## Assigned task
Every record shown here must be duplicated without change.

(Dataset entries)
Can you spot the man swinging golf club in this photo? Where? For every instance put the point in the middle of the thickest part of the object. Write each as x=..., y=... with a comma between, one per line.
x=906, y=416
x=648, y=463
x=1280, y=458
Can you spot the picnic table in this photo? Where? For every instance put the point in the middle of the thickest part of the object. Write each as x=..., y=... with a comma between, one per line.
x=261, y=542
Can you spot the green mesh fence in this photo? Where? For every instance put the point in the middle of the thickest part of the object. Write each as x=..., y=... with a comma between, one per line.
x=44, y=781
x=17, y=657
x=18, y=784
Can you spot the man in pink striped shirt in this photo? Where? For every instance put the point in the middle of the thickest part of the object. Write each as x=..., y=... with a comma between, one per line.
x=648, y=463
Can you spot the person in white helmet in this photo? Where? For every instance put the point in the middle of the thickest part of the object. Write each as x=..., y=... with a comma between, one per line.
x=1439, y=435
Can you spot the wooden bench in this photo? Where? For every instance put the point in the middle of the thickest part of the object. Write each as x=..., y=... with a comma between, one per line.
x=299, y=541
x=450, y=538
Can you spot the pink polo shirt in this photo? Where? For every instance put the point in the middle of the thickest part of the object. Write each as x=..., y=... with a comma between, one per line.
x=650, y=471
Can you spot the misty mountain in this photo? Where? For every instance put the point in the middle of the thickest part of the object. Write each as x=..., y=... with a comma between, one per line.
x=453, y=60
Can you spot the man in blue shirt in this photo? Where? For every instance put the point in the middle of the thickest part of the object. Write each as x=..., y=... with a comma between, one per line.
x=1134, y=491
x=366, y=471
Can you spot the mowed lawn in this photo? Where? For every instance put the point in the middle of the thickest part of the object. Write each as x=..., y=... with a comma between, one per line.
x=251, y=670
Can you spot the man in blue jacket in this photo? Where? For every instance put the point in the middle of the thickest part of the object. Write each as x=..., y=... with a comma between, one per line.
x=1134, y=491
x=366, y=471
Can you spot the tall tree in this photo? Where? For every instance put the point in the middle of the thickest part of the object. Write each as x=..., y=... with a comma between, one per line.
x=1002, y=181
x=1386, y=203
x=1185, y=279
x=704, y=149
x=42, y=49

## Output for this task
Can you spot the man swinging golf club in this photo? Where? For every instance put the point in the middle of the thickest part of the object. Write each as x=..., y=... with a comma between, one per line.
x=906, y=416
x=648, y=463
x=1280, y=458
Can you spot the picnic table in this photo? Where? For every instance put the point in the middle of the thickest part of the object. Write each as x=..., y=... with a comma between, one per line.
x=261, y=542
Can you spot the green mesh fence in this photo? Where? For every instance put the point in the middle of the thickest part of the object. Write each as x=..., y=... with a comma between, one per line.
x=44, y=781
x=17, y=657
x=18, y=784
Can you spot the man in pink striped shirt in this photo? Where? For every instance put the point in the middle of the thickest part of the object. Write each as x=..., y=... with a comma between, one per line.
x=648, y=463
Can you spot the person in white helmet in this photo? Where? For every instance put the point in the middle of the thickest part of the object. Write each as x=..., y=... with a comma between, one per line.
x=1439, y=435
Can you spot the wooden bench in this photo? Where? For every instance put the point in the middle of the thickest part of the object. Write each as x=..., y=... with a comma between, one per line.
x=299, y=541
x=450, y=538
Can you spot the pink polo shirt in this photo? Where? For every instance put the point in the middle of the thickest part of the object. Write each as x=..., y=... with a comma between, one per line.
x=650, y=471
Can you spot the misty mountain in this photo? Where? For every instance put the point in the middle of the thickest part of the object. Write each as x=..., y=... with a comma between, one per line.
x=453, y=60
Can you spot the man in blue shirt in this photo? Where? For every instance put the point in the middle of the thickest part of the object. Write each as x=..., y=... with a comma between, one per line.
x=1134, y=491
x=366, y=471
Can you spot the mowed lawn in this photo? Where? For every instance put the point in the middle of the thickest part of the object. Write each as x=..., y=... with a comma between, one per line.
x=251, y=670
Can you spot the man in blue jacket in this photo? Where? For every instance put the point in the middle of the thickest part of the object. Write each as x=..., y=... with a comma between, one per line.
x=1134, y=491
x=366, y=471
Can you spot the tall tree in this photo? Where? For every instance put the point in the middle of the thickest part of the object. Write each as x=..., y=... with a comma between, one per line.
x=1002, y=181
x=1386, y=203
x=1185, y=279
x=704, y=149
x=42, y=49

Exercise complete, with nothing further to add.